■ Exercise goal: Without including any pictures, write out the listing below exactly.

■ Stored records:
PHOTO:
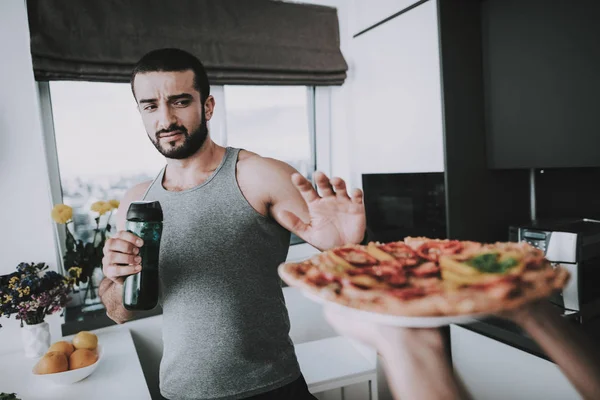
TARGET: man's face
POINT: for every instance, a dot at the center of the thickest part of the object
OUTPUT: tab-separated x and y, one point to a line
172	112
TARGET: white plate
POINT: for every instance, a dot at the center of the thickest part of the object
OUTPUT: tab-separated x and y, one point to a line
69	377
393	320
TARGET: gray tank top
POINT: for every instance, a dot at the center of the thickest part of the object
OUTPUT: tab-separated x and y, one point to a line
225	324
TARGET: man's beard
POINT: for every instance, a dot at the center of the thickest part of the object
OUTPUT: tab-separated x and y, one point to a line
192	143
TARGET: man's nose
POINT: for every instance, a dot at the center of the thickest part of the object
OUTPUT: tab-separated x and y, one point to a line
166	118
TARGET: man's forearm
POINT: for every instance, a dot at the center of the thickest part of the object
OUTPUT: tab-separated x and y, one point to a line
567	345
418	368
111	294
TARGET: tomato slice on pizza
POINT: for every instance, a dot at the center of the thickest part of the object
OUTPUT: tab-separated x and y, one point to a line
433	249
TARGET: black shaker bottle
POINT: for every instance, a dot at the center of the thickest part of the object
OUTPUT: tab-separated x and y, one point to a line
144	219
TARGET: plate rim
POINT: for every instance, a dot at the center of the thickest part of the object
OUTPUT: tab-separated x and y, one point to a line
396	320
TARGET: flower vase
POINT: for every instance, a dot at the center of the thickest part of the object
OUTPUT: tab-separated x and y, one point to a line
36	339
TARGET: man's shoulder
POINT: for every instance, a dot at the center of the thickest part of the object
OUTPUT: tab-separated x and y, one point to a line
249	162
137	192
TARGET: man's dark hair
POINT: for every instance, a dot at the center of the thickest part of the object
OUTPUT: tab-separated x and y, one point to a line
173	60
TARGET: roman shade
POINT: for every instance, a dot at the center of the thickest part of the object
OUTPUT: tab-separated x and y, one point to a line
259	42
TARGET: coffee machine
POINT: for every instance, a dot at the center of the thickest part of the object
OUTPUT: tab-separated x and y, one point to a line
573	244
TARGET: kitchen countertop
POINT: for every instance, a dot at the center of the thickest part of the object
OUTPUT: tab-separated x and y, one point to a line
511	334
118	376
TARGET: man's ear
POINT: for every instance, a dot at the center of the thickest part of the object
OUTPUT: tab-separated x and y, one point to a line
209	107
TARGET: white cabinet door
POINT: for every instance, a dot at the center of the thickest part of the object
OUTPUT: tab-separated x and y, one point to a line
492	370
397	95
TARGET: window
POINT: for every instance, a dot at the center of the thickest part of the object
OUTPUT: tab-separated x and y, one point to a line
98	148
273	121
102	148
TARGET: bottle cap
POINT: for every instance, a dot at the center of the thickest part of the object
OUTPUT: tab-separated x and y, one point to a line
145	211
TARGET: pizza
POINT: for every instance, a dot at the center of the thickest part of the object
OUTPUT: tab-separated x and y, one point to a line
428	277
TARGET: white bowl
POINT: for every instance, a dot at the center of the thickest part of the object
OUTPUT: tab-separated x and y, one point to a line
69	377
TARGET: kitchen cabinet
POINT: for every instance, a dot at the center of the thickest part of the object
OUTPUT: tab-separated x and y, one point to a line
396	88
492	370
541	63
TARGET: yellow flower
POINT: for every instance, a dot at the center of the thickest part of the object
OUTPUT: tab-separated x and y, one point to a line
75	271
12	283
62	213
101	207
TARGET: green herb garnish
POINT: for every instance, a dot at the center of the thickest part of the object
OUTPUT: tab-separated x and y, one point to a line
490	263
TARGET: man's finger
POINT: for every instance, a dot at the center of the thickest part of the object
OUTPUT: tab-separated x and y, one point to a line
340	188
304	187
122	258
357	196
113	271
129	237
323	184
121	246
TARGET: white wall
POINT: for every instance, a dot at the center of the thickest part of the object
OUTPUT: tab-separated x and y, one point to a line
27	232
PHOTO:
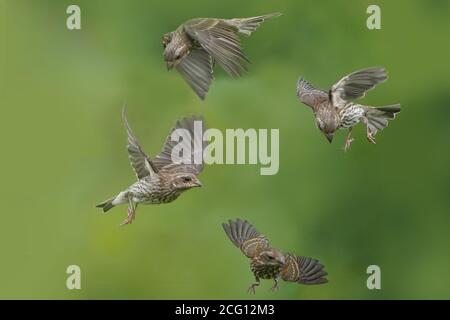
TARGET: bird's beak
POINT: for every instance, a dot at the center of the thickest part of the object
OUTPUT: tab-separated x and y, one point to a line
170	66
329	137
198	184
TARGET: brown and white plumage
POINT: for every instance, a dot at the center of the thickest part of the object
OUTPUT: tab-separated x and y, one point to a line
164	178
195	46
267	262
336	108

■ Exercise solution:
PHOTO:
TARGET: man's face
POINT: for every instance, a dot at the center of the thickest part of the object
OUTPUT: tab-separated x and y, one point to a line
172	112
TARGET: white plate
POINT: for every instance, a dot at the center of the thickest part of the object
OUTPUT: tab-separated x and y, one point to a line
69	377
393	320
TARGET: gray tank top
POINT: for every instance, a dot at the center of the thickest part of the object
OUTPUT: tab-separated x and y, one point to a line
225	324
TARGET: man's beard
POINT: for every instance, a dot at the center of the thickest part of the object
OUTPUT: tab-separated x and y, one point to a line
192	143
TARGET: man's nose
POINT: for every instance, a dot at the center of the thickest part of the object
OUTPUT: tab-separated x and y, one point to a line
166	118
TARGET: man's forearm
POINT: for every instance, a dot at the center of the thickest part of the object
OUTPUT: tab-separated x and y, one point to a line
567	345
418	368
111	294
TARGET: tomato slice on pizza
POINT: for every instance, a dot at the center of the thickest part of the object
OUTPUT: tab-separated x and y, one point to a line
433	249
TARGET: black shaker bottle
POINT: for every instance, a dot at the center of the thickest part of the object
OUTPUT: tab-separated x and y, one point to a line
144	219
TARGET: plate rim
POINT: for every instance, a dot at the center of the thickest part of the object
OUTPUT: tab-separated x and y, one point to a line
396	320
TARGET: flower vase
POINT: for every instance, a dot at the center of the thickest part of the object
OUTPUT: tab-separated x and y, one point to a line
36	339
TARGET: man's shoulder
POINT: for every instance, a dot at the center of the thickest part of the object
OUTPUT: tab-separated x and y, one point to a line
249	162
137	192
TARGET: man's dark hair
POINT: for every instance, a dot at the center of the thickest part of the object
OUTPUT: tab-separated x and y, one point to a line
173	60
TARGET: roman shade
POINT: for every instance, a dot at the center of the thickest part of the object
OUTPUT: tab-separated x and y, one point to a line
259	42
TARGET: coffee machine
POINT: for every instance, a dot at the center of the thickest part of the object
OUTPUT: tab-separated x and y, one point to a line
573	244
TARGET: kitchen countertop
POINT: for every instance, a dot at the center of the thickest part of the object
OUTPUT: tab-separated x and y, one point to a line
511	334
118	376
TARGET: man's ear
POINT: for every instance, a dot at the center of the thickest part of the object
OUTPUT: tab-separated x and y, one point to a line
209	107
TARGET: white cabinet door
POINT: for every instance, a dot at the center of the thickest part of the object
OUTPUT: tab-separated x and y, one point to a line
492	370
397	95
TARGET: window
POINT: for every instance, a dot at the center of the thickest part of the object
OUTPUT: tab-separated x and y, one point to a line
98	148
273	121
102	148
TARGET: bottle cap
POINT: for every instance, a dot at the center of the thickest part of the object
OUTPUT: tab-separated x and y, one point to a line
145	211
TARGET: pizza
POINT: for every instance, a dot at the center of the thickest part of the object
OUTPUT: tab-separated x and y, one point to a line
428	277
TARGET: white bowl
POINT: for every instance, a dot at the center of the thickest part of the object
OUTPUT: tab-separated x and y, one point to a line
69	377
TARGET: kitchen cabinet
POINT: for every instance, a dot at the center of the thickest part of the object
OUTPUT: tab-separated x and y, one point to a line
396	88
492	370
541	63
TARGET: yellow flower
POINT: for every instance, a dot at the center of the thickest part of the object
OUTPUT: tab-separated x and y, one point to a line
75	271
12	283
62	213
101	207
TARGET: green herb garnish
POINT: for every instance, a dot at the center of the thickest part of the object
OUTPUT: tab-separated x and y, one point to a line
490	263
TARGET: man's finger
POINT: for every instance, a dot at the center of the thickest part of the object
OUTPUT: tab-separated x and y, one point to a line
340	188
304	187
122	258
357	196
113	271
129	237
323	184
121	246
TARGET: white wall
POINT: for every instance, a dot at the center of the thickest part of the object
OUTPUT: tab-separated x and y, one point to a line
27	232
PHOTO:
TARGET: bird's beak
POINT: for every instance, a dot at the center of the thickest part of the object
OUTPUT: tab-separated x and y, one point to a line
170	66
329	137
198	184
TARGET: brown and white plumage
POINT: for every instance, a dot at the center of the thickest part of the object
OUTPUT: tab-separated x and y, one point to a line
164	178
195	46
267	262
336	108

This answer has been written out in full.